BEGIN Excerpted text

Library & Art

Who ever thought that going to Art class meant going to the library as well?  This was an issue that was recently brought up by some of my students.  I explained to them that the library is full of valuable information that can be used to inspire ideas and foster creativity.

The concept of making art without making the art is new to these students.  In fact, it is new to most people who are not familiar with the study of contemporary art or art education.  I want to instill in them that artistic ideas do not come out of nowhere.  In fact, they often arise from looking elsewhere.  That’s what so fantastic about this subject.  Art can be extremely interdisciplinary.  Most of the students have this preconceived notion that art is about craft making where making pretty things is the most important goal.  Because thinking about concepts and doing research involves more thinking than they’re used to in art class, I am encountering resistance.  It is not “fun” and can be “boring” if they don’t find something of interest.  I must reassure them that they will have plenty of time to work on their projects once I am done feeding them information.  All in all, I think the library proved to be a useful resource they can tap into when they need.

My other challenge I had today was dealing with students who are struggling to understand English.  The option was given to them that they may write their concept sheet and comic in Chinese.  I think this will make them feel more comfortable and possibly, be able to express themselves better in their native tongue.   We had a round table session where we brought in students who could speak both English and Chinese to translate what I was saying.  This helped tremendously but I am still encountering difficulties in my other block of art class.  I spoke to this student’s ELL teacher and she recommended that I give him an actual topic to write the comic on and to simplify the overall outlook of the project.  Perhaps I could find another student in a different class to help in the translation process as well.  In any case, communicating with ELL students will prove to be a huge challenge for me during my practicum.

 

 

Ainby Tap

This morning I had the privilege of doing ice breaker games with special needs students.  I started off with reading the bulletin and attendance. I wanted to energize the tired students so I did a “sit down” game.  This was fun because there only turned out to be 2 winners but I gave chocolate to all students anyway.  They all deserved chocolate for participating!

I then proceeded to learn their names and interests.  I used images from an old calendar and had them choose their favourite picture.  I went around the table to ask them to say their name and why they chose the picture they did.  The purpose of the exercise was to encourage them to talk about themselves and to share this with others.  After that, it was revealed that they had to leave half an hour earlier than I originally planned.  I decided to just do the fun activities.  I asked if they would be interested in doing Art trivia and they said yes!

END Excerpted text
BEGIN Data

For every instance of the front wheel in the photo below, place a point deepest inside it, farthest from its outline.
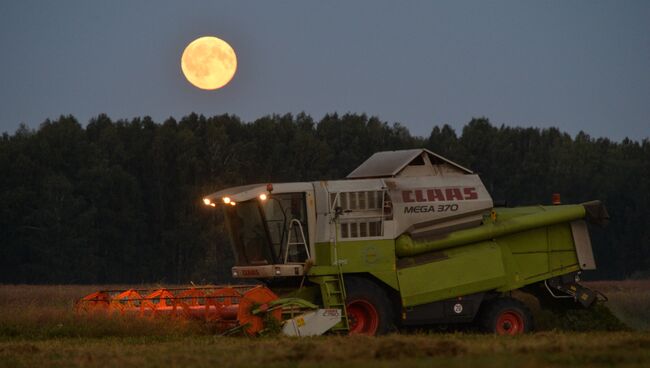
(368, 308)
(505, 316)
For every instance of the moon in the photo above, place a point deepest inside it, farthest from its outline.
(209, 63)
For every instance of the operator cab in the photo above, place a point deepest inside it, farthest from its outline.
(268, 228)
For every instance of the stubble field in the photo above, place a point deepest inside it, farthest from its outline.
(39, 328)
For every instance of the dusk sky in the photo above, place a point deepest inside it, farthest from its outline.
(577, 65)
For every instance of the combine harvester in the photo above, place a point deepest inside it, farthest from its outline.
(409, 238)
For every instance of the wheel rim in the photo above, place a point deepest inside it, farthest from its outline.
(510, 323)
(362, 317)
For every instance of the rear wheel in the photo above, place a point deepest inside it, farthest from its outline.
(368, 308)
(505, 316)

END Data
BEGIN Data

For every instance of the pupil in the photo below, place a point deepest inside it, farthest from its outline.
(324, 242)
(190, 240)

END Data

What you have to do:
Extend the student-teaching blog past its final sentence, picking up right after the students agree to play Art trivia.

Answer to this problem:
I found a list of “easier” art questions and one of the students got nearly all of them right!  Super impressive.  She even impressed my SA and the other special needs workers.  Who knew she was so brilliant?  After the trivia, I had each of them contribute to a collaborative drawing.  Each of them had about a minute or two to draw something on the paper.  Afterwards, I put the collaborative drawing up in the room.

My second class was a ceramics class.  This was also an introduction day.  I could sense from the beginning I was going to face resistance from some of the children. There were eye rolls, whispers, and stares while I spoke.  Someone went so far as to alter my name on the outline I gave him/her.  I began to feel uneasy and wanted to hide but I couldn’t.  I knew that I had to keep my composure and bear on.  I must not waver.  After a week and a half of “holding it in”, I released all my emotions after the class was over.  I was feeling emotionally drained and stressed from all the planning and lack of sleep.  I spoke to my SA and she said I needed to take care of myself.  The most important thing was to realize that I am doing my best, that I show confidence, and to not take things personally.  What affected me more than anything was the supposed teasing from a particular group of students.  I could sense they were unhappy with my approach to art making.  I don’t want to disappoint but how do I keep going?

I spoke to another student teacher from a different program and she too was feeling like bursting into tears.  We shared stories and explained that we are in this together.  It is a learning experience and that’s all it is.  I will take my SA’s advice and sleep earlier.  I know that without proper rest, I have difficulty functioning.  And with that, I will call it a night.

What is Art Class Supposed to be like…?

Today I presented a brief lesson on the history of comics and manga.  My FA came to observe me but I wasn’t nervous.  I just did my best to ignore the fact that she was there and continued on teaching.

My two blocks today consisted of teaching the same course material.  I guess you can see it as a chance to improve my delivery the second time around. The beginning was a lecture and the second half of the class consisted of group work.  The lecture went a bit faster than I thought it would (mostly because it was not a question and answer discussion) but more a presentation on information.  The first class was very excited about the comic examples I was showing while the second class had difficulty engaging.  There were those that did engage but one particular group of friends lacked the attention and focus I needed.

Today was a sick day for my SA so the TOC came in to help with covering the photography class and the studio classes which I taught.  It proved to be a pretty easy day for him.  He got to observe my teaching and said I did a good job with the flow of the class.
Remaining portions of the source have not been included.